__Supplied text__.

Code Sharing In Prediction Model Research: A Scoping Review
LLM-powered review of 3,967 papers reveals critical reproducibility crisis in AI research.
A team of 11 researchers from institutions including MIT and Stanford conducted a landmark scoping review of code-sharing practices in AI prediction model research. Using a novel LLM-assisted pipeline to screen 3,967 PubMed-indexed articles that cited TRIPOD or TRIPOD+AI reporting guidelines, they found that only 12.2% of studies included code-sharing statements. While code sharing increased to 15.8% in 2025 and was higher among TRIPOD+AI-citing studies, the overall rate remains alarmingly low for a field dependent on reproducibility.
When code was shared, researchers discovered substantial gaps in reproducibility features. Their LLM assessment of repositories against 14 predefined criteria revealed that while 80.5% contained README files, only 37.6% specified dependencies, and a mere 21.6% used version-constrained dependencies. Even fewer repositories (42.4%) were modular in structure. The study's own analysis code is publicly available, modeling the transparency it advocates for.

__Tasks and exercises__.
**a.** Answer these questions using the code-sharing summary:
(i) How many articles were screened?
(ii) What share of the shared repositories contained README files?
(iii) What was the code-sharing rate in 2025?
**b.** For each statement, say whether the code-sharing summary agrees, and quote the words that decide it.
(i) Only a small minority of the studies included code-sharing statements.
(ii) Most of the shared repositories specified dependencies.
(iii) The review team kept its own analysis code private.

__Dataset entries__.
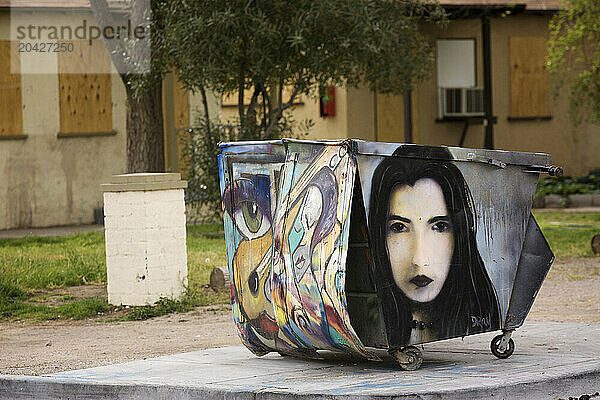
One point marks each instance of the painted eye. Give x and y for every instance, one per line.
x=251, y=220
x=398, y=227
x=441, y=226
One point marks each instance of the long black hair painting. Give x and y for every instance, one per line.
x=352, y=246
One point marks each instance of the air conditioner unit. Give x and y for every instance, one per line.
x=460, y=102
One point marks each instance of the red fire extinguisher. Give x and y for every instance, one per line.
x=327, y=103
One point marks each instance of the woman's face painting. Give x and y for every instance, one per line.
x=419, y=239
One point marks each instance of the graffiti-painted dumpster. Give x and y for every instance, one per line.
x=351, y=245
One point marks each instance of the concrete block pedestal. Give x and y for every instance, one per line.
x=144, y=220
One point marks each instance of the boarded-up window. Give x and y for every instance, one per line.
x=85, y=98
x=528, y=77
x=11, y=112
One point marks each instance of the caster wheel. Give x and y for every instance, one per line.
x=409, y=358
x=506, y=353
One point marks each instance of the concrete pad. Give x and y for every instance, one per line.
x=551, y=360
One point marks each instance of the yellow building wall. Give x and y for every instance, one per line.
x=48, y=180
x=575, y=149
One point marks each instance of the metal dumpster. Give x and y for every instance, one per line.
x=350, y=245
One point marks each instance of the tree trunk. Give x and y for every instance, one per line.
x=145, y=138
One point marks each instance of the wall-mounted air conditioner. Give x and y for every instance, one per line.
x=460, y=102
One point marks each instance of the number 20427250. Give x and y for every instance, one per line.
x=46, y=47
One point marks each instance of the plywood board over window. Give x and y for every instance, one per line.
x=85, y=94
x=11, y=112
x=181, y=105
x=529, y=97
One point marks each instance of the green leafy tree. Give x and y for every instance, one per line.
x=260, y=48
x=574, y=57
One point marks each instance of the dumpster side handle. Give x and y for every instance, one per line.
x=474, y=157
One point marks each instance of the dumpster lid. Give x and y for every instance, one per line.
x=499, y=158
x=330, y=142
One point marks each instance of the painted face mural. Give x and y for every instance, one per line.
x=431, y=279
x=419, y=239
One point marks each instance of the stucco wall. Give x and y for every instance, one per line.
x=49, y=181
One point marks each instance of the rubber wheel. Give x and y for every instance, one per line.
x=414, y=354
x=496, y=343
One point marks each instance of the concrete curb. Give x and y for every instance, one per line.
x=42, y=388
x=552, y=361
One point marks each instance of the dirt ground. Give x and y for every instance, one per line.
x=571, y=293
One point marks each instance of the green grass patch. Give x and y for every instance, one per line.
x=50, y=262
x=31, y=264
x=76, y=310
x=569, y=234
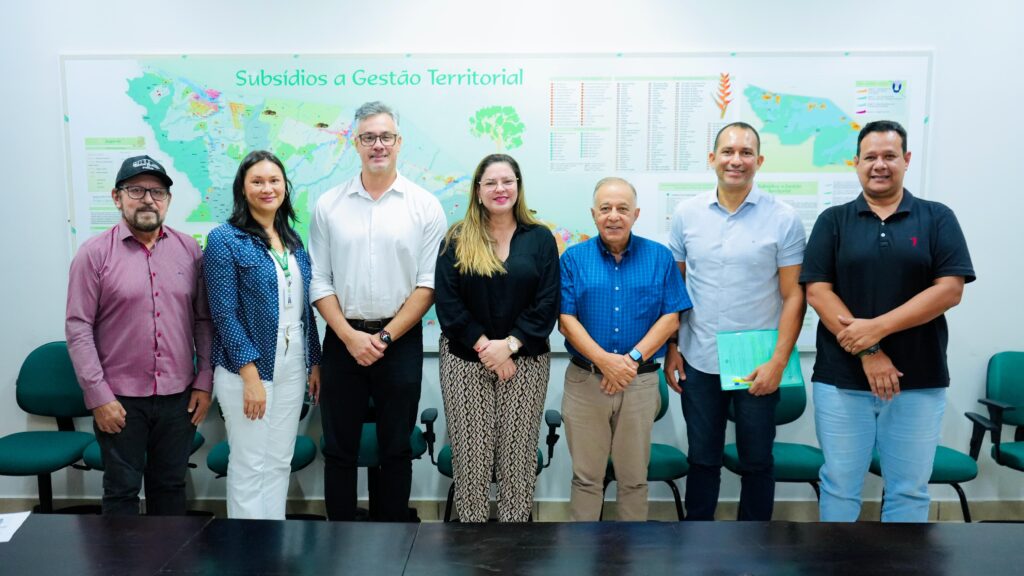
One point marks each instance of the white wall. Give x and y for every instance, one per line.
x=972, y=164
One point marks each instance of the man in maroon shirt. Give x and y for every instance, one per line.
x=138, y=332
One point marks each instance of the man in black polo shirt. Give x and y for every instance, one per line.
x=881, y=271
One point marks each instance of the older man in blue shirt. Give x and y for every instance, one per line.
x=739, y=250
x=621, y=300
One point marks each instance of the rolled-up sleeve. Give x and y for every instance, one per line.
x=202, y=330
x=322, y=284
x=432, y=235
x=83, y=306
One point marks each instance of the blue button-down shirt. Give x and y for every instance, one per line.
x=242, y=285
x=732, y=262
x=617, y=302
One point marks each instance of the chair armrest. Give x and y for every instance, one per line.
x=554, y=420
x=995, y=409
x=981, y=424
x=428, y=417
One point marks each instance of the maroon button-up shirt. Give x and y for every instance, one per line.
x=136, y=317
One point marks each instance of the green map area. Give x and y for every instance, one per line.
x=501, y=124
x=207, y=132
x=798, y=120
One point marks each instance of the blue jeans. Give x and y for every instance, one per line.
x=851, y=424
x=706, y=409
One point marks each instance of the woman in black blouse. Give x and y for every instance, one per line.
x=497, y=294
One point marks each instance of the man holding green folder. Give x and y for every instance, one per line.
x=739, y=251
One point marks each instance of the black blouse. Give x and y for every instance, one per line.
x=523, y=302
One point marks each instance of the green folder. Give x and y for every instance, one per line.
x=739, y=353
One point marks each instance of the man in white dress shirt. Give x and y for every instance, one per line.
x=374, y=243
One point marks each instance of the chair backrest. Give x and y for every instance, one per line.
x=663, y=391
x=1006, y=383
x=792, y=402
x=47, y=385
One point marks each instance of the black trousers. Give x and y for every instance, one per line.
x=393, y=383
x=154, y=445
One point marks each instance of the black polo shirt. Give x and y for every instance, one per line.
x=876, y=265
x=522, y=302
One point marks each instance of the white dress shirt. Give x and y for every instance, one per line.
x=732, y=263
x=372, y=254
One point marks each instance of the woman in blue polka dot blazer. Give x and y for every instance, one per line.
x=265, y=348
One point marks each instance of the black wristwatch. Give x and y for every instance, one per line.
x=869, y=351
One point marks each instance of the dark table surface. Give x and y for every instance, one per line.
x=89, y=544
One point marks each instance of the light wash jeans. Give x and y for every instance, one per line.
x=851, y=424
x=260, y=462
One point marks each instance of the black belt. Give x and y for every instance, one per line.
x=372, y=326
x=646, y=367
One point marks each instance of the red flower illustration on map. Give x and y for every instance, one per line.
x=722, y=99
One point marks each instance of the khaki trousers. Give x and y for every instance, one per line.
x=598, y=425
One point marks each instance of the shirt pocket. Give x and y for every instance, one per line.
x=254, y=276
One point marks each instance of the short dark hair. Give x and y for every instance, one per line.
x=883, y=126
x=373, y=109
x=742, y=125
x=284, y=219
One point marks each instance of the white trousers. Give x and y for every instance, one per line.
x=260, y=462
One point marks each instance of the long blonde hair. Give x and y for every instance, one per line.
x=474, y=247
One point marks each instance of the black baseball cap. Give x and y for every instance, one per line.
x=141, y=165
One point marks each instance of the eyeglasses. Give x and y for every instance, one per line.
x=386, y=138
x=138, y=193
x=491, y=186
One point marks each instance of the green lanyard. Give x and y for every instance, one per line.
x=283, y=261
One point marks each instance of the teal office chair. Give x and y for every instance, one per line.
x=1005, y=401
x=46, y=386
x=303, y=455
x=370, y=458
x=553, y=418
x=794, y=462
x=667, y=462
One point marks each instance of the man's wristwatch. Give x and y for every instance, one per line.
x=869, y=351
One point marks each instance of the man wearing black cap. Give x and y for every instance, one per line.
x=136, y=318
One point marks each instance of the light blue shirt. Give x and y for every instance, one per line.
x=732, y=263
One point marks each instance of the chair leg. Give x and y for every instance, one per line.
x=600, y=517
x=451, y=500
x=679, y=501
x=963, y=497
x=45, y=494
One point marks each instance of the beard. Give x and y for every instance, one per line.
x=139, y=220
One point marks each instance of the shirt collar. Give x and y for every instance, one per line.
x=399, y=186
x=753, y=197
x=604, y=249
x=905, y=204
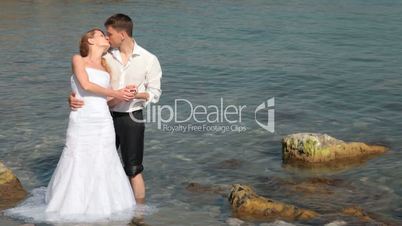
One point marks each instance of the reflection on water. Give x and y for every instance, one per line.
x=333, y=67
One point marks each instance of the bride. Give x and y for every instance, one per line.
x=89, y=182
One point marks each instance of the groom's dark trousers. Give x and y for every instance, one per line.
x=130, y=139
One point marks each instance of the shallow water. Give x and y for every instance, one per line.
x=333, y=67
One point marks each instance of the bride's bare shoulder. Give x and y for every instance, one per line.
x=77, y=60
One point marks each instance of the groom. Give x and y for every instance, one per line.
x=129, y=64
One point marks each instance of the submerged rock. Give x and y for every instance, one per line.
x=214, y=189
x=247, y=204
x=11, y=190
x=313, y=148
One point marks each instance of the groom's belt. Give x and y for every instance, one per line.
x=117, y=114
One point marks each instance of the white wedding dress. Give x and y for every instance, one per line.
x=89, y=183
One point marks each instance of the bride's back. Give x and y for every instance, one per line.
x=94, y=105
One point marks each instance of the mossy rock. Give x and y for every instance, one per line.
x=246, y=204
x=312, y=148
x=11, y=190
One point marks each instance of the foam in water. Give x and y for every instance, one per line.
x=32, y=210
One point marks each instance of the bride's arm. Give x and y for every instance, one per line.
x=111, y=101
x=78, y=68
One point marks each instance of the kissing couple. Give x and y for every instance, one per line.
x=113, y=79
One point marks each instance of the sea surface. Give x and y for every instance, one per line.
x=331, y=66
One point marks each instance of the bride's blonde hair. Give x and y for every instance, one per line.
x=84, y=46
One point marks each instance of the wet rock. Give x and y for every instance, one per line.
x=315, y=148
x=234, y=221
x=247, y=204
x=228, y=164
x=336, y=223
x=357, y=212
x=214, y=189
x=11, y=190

==

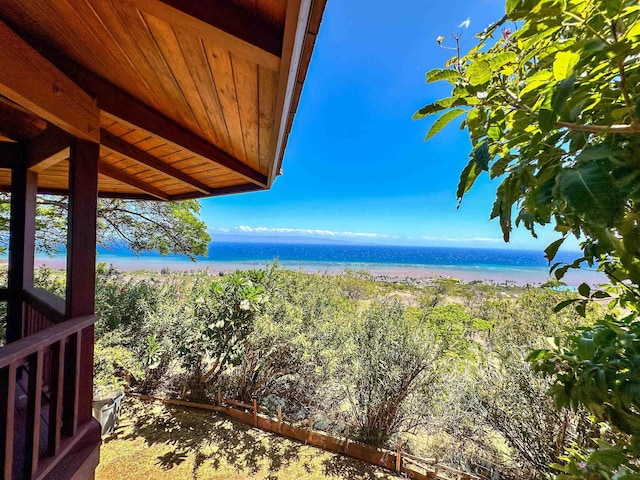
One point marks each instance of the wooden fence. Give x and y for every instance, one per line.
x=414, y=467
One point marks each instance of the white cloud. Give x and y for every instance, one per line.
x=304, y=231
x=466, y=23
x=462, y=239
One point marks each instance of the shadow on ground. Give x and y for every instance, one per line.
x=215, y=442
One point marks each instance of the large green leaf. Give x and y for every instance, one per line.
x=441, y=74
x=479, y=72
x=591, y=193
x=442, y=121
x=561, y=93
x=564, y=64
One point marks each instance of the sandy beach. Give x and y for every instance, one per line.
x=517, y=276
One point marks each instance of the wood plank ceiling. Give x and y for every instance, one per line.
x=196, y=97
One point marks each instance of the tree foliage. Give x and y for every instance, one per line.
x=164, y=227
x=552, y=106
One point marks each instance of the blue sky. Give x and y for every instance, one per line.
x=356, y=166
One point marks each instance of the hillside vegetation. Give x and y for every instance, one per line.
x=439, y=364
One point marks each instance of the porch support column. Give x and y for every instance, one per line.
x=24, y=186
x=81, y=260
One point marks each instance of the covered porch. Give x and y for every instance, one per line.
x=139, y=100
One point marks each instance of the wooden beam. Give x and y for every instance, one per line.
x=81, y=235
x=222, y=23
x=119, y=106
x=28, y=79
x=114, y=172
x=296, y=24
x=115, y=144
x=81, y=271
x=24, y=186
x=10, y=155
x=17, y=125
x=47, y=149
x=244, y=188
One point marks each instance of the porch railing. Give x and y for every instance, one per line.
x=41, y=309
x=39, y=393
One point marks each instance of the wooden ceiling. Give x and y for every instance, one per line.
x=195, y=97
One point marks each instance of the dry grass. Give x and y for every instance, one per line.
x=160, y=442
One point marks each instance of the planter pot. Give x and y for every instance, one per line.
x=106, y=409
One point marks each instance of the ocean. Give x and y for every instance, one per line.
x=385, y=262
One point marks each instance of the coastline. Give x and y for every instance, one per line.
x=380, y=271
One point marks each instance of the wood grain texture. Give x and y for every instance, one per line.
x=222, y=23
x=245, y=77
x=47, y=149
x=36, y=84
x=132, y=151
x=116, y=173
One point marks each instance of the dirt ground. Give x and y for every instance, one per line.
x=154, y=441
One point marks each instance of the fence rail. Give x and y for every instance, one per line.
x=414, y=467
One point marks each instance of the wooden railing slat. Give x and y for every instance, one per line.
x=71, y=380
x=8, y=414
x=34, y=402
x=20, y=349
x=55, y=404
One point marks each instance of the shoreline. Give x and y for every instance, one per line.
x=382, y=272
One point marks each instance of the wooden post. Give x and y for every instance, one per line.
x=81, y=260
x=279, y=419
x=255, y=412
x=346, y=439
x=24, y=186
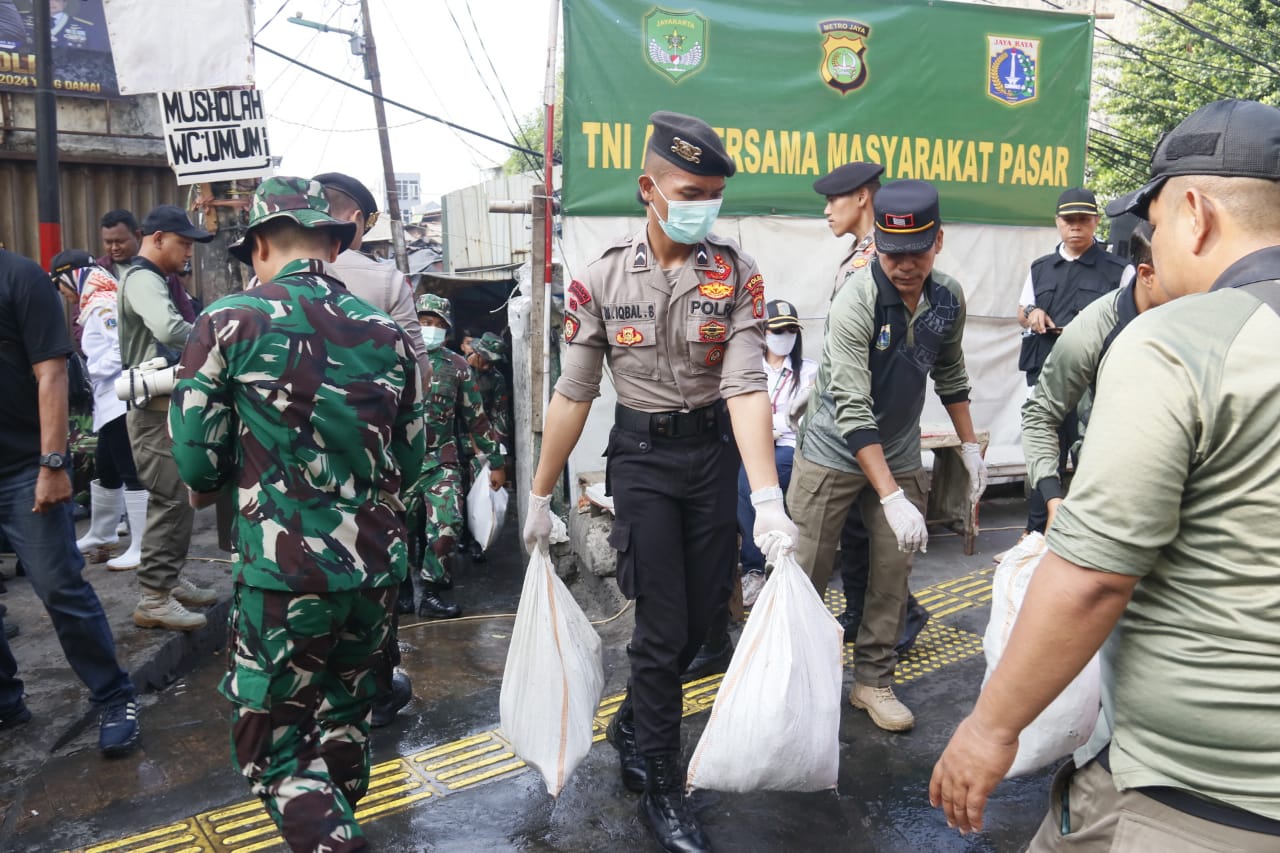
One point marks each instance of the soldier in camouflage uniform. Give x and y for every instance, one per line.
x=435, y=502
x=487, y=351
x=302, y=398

__Solutions for each task__.
**a.**
(i) 3,967
(ii) 80.5%
(iii) 15.8%

**b.**
(i) Yes: "only 12.2% of studies included code-sharing statements"
(ii) No: "only 37.6% specified dependencies"
(iii) No: "The study's own analysis code is publicly available"